====== Records supplied

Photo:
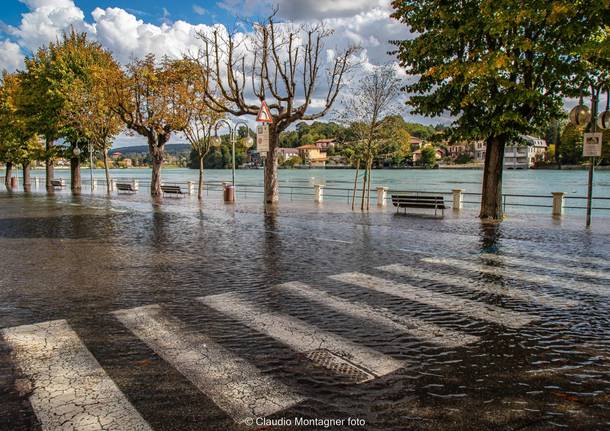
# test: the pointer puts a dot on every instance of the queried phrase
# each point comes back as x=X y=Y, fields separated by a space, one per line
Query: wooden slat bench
x=417 y=200
x=125 y=187
x=172 y=190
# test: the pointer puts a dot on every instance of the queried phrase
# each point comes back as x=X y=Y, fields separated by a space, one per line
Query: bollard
x=228 y=192
x=381 y=196
x=318 y=193
x=458 y=199
x=558 y=198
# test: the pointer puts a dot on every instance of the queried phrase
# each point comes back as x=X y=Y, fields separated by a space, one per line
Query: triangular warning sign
x=264 y=115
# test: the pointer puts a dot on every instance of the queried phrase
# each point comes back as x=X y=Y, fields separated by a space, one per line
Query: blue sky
x=136 y=28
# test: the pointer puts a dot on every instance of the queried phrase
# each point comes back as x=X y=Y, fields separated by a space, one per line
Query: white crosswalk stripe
x=236 y=386
x=452 y=303
x=416 y=327
x=521 y=275
x=299 y=335
x=71 y=391
x=479 y=286
x=547 y=266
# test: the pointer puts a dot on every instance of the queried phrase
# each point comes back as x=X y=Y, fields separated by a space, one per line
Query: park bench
x=172 y=190
x=57 y=184
x=419 y=201
x=125 y=187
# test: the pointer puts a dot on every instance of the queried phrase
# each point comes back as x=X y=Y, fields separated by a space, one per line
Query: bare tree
x=278 y=63
x=200 y=119
x=365 y=108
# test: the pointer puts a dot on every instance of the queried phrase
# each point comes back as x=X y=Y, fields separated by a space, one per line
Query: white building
x=524 y=155
x=521 y=155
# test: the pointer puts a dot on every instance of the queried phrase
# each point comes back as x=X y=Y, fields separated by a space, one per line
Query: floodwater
x=438 y=323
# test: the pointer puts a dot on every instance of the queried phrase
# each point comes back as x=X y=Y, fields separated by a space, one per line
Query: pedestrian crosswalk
x=72 y=391
x=236 y=386
x=301 y=336
x=416 y=327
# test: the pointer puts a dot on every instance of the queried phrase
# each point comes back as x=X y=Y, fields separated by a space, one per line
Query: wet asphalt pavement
x=497 y=327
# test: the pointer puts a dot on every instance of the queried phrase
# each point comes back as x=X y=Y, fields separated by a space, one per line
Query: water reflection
x=490 y=237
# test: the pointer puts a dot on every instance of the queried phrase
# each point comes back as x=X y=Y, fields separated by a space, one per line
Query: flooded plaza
x=124 y=314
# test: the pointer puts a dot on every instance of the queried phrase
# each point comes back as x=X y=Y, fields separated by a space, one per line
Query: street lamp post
x=581 y=116
x=233 y=128
x=91 y=165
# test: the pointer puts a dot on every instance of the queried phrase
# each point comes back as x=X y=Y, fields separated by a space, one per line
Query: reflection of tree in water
x=272 y=246
x=491 y=234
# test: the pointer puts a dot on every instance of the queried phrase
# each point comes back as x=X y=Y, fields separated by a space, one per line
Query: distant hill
x=172 y=149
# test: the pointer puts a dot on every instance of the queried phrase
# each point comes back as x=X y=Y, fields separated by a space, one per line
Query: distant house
x=456 y=150
x=312 y=155
x=518 y=155
x=417 y=154
x=479 y=151
x=415 y=143
x=324 y=144
x=284 y=154
x=525 y=155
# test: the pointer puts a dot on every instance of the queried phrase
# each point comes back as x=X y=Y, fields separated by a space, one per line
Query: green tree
x=499 y=67
x=19 y=144
x=48 y=81
x=570 y=147
x=428 y=156
x=147 y=99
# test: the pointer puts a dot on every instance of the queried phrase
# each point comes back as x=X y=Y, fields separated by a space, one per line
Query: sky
x=135 y=28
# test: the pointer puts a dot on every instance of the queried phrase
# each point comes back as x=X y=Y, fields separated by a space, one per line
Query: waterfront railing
x=295 y=192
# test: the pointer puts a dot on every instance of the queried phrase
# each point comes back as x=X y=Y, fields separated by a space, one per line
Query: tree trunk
x=557 y=145
x=364 y=178
x=491 y=199
x=368 y=191
x=75 y=182
x=200 y=188
x=8 y=175
x=355 y=184
x=106 y=170
x=27 y=186
x=49 y=165
x=272 y=195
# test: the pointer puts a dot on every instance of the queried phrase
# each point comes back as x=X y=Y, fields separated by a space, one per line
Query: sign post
x=592 y=148
x=262 y=139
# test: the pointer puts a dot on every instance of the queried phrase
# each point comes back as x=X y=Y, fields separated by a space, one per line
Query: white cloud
x=321 y=9
x=11 y=57
x=199 y=10
x=46 y=21
x=362 y=22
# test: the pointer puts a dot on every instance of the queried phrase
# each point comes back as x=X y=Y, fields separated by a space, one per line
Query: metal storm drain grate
x=339 y=365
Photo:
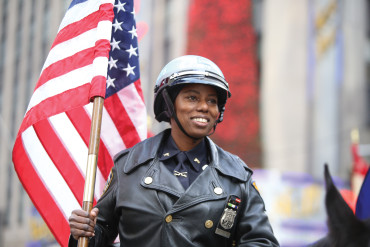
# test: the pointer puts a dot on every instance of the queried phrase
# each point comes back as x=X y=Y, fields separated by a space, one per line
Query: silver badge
x=227 y=219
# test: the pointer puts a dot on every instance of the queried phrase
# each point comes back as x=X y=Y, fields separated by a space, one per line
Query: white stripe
x=109 y=133
x=79 y=11
x=104 y=30
x=135 y=108
x=61 y=84
x=70 y=47
x=48 y=173
x=74 y=145
x=100 y=66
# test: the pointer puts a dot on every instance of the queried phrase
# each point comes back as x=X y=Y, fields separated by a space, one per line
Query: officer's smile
x=197 y=110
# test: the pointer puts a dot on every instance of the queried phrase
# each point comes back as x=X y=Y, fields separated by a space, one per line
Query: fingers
x=82 y=223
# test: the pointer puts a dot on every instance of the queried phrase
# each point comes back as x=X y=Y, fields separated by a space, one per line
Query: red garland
x=222 y=31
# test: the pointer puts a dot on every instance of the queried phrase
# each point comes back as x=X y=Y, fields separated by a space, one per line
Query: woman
x=179 y=188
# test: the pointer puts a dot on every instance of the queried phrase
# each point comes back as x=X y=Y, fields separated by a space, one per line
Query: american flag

============

- Exercise requirements
Which lines in the data above contain the string "reflection"? Extract every one of them.

- Written response
Query: water reflection
Query: reflection of tree in water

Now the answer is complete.